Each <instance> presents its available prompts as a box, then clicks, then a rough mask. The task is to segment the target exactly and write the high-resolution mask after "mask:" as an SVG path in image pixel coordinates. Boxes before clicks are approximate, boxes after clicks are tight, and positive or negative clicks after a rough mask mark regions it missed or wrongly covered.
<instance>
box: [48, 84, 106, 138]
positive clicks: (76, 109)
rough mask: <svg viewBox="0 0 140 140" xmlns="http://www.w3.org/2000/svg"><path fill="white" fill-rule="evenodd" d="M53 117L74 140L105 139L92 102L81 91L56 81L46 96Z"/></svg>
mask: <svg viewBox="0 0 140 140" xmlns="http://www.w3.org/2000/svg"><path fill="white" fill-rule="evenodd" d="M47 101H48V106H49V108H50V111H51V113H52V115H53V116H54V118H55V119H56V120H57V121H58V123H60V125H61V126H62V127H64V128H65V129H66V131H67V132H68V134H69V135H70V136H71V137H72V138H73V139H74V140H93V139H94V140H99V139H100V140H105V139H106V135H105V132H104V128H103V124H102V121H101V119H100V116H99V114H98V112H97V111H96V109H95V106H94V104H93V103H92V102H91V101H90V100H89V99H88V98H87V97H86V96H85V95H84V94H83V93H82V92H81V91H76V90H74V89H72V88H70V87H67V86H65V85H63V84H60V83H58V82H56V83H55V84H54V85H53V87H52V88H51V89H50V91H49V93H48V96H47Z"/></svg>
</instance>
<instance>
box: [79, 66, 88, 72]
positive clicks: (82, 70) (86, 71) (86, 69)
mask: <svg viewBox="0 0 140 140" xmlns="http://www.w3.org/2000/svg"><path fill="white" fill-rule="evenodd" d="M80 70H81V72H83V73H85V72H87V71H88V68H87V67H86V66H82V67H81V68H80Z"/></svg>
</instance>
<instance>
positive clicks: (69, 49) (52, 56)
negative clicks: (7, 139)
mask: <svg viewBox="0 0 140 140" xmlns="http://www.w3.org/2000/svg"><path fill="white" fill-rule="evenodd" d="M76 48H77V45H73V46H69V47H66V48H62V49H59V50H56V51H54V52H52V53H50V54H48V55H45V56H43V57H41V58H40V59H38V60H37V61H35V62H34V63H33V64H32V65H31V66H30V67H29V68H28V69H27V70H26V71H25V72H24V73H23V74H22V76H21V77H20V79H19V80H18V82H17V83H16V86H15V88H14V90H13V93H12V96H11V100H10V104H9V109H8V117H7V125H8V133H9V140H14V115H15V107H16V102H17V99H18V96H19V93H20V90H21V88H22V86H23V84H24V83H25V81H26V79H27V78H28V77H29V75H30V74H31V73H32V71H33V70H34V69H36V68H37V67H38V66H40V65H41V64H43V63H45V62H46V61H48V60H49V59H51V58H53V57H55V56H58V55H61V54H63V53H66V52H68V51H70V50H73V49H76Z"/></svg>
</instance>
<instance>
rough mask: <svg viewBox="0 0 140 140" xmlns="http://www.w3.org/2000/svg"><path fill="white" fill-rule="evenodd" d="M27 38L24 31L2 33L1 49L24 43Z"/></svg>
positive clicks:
◆ ◆ ◆ ◆
:: PROBLEM DESCRIPTION ::
The lines above from the one containing "box: [48, 84, 106, 138]" through the one containing "positive clicks: (69, 49) (52, 56)" are to be set down exactly, and no others.

:: TASK RESULT ::
box: [48, 84, 106, 138]
positive clicks: (76, 109)
rough mask: <svg viewBox="0 0 140 140" xmlns="http://www.w3.org/2000/svg"><path fill="white" fill-rule="evenodd" d="M53 117L74 140L105 139L92 102L81 91L56 81L46 96Z"/></svg>
mask: <svg viewBox="0 0 140 140" xmlns="http://www.w3.org/2000/svg"><path fill="white" fill-rule="evenodd" d="M47 101H48V106H49V108H50V111H51V113H52V115H53V116H54V118H55V119H56V120H57V121H58V123H60V125H61V126H62V127H64V128H65V129H66V131H67V132H68V134H69V135H70V136H71V137H72V138H73V139H74V140H93V139H94V140H99V139H100V140H105V139H106V135H105V132H104V128H103V124H102V121H101V119H100V116H99V114H98V112H97V111H96V109H95V106H94V104H93V103H92V102H91V101H90V100H89V99H88V98H87V97H86V96H85V95H84V94H83V93H82V92H81V91H76V90H74V89H72V88H70V87H67V86H65V85H63V84H60V83H58V82H56V83H55V84H54V85H53V87H52V88H51V89H50V91H49V93H48V96H47Z"/></svg>
</instance>
<instance>
box: [79, 66, 88, 72]
positive clicks: (82, 70) (86, 71) (86, 69)
mask: <svg viewBox="0 0 140 140" xmlns="http://www.w3.org/2000/svg"><path fill="white" fill-rule="evenodd" d="M80 70H81V72H83V73H85V72H87V71H88V68H87V67H86V66H82V67H81V68H80Z"/></svg>
</instance>
<instance>
positive clicks: (69, 49) (52, 56)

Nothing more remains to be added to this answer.